*Excerpt provided:*
================
Additionally, the present disclosure aims to provide a method of preparing lithium hydroxide using lithium carbonate and a barium compound, the method being economical due to the simple process compared to that in the related art, improving energy efficiency, and being environmentally friendly without waste generation.
The objectives of the present disclosure are not limited to the objectives mentioned above and, unless otherwise expressly mentioned, may include other objectives of the present disclosure that can be recognized by those skilled in the art from the following detailed descriptions.
To solve the objectives of the present disclosure mentioned above, the present disclosure provides a method of preparing lithium hydroxide, the method including: performing heat treatment on a mixture of low-purity lithium carbonate and barium hydroxide; leaching the resulting product obtained through the heat treatment by adding water to form a first slurry including an aqueous lithium hydroxide solution and an insoluble by-product; filtering the first slurry to separate the lithium hydroxide solution and the insoluble by-product; and evaporating the lithium hydroxide solution separated through the filtering of the first slurry, thereby obtaining lithium hydroxide.
Additionally, the present disclosure provides a method of preparing lithium hydroxide, the method including: performing heat treatment on a mixture of low-purity lithium carbonate and barium oxide; leaching the resulting product obtained through the heat treatment by adding water to form a first slurry including an insoluble by-product and a soluble component solution in which a soluble component is dissolved; converting lithium carbonate included in the soluble component to lithium hydroxide by adding a barium hydroxide solution to the first slurry, thereby forming a second slurry; filtering the second slurry to separate a lithium hydroxide solution and the insoluble by-product; and evaporating the lithium hydroxide solution separated through the filtering of the second slurry, thereby obtaining lithium hydroxide.
================
*Work to complete:*
A - In the excerpt on preparing lithium hydroxide, retype the passage from "Additionally, the present disclosure aims" to "following detailed descriptions.".
B - According to the excerpt on preparing lithium hydroxide, what is added to the first slurry in the barium oxide method to convert lithium carbonate to lithium hydroxide?
C - List every step of the method in the excerpt on preparing lithium hydroxide that heat-treats low-purity lithium carbonate with barium hydroxide.
The records are not needed for this work.

*Entries shown:*
================
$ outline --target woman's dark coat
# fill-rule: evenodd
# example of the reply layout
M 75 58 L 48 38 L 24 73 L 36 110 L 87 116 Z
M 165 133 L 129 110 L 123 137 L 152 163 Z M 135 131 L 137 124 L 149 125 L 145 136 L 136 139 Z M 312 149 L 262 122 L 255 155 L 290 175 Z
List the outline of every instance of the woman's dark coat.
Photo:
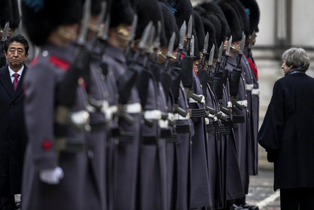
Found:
================
*Outputs in order:*
A -
Additionally, the present disclosure aims to provide a method of preparing lithium hydroxide using lithium carbonate and a barium compound, the method being economical due to the simple process compared to that in the related art, improving energy efficiency, and being environmentally friendly without waste generation.
The objectives of the present disclosure are not limited to the objectives mentioned above and, unless otherwise expressly mentioned, may include other objectives of the present disclosure that can be recognized by those skilled in the art from the following detailed descriptions.

B - A barium hydroxide solution is added to the first slurry.

C -
- Performing heat treatment on a mixture of low-purity lithium carbonate and barium hydroxide
- Leaching the heat-treated product by adding water to form a first slurry including an aqueous lithium hydroxide solution and an insoluble by-product
- Filtering the first slurry to separate the lithium hydroxide solution and the insoluble by-product
- Evaporating the separated lithium hydroxide solution to obtain lithium hydroxide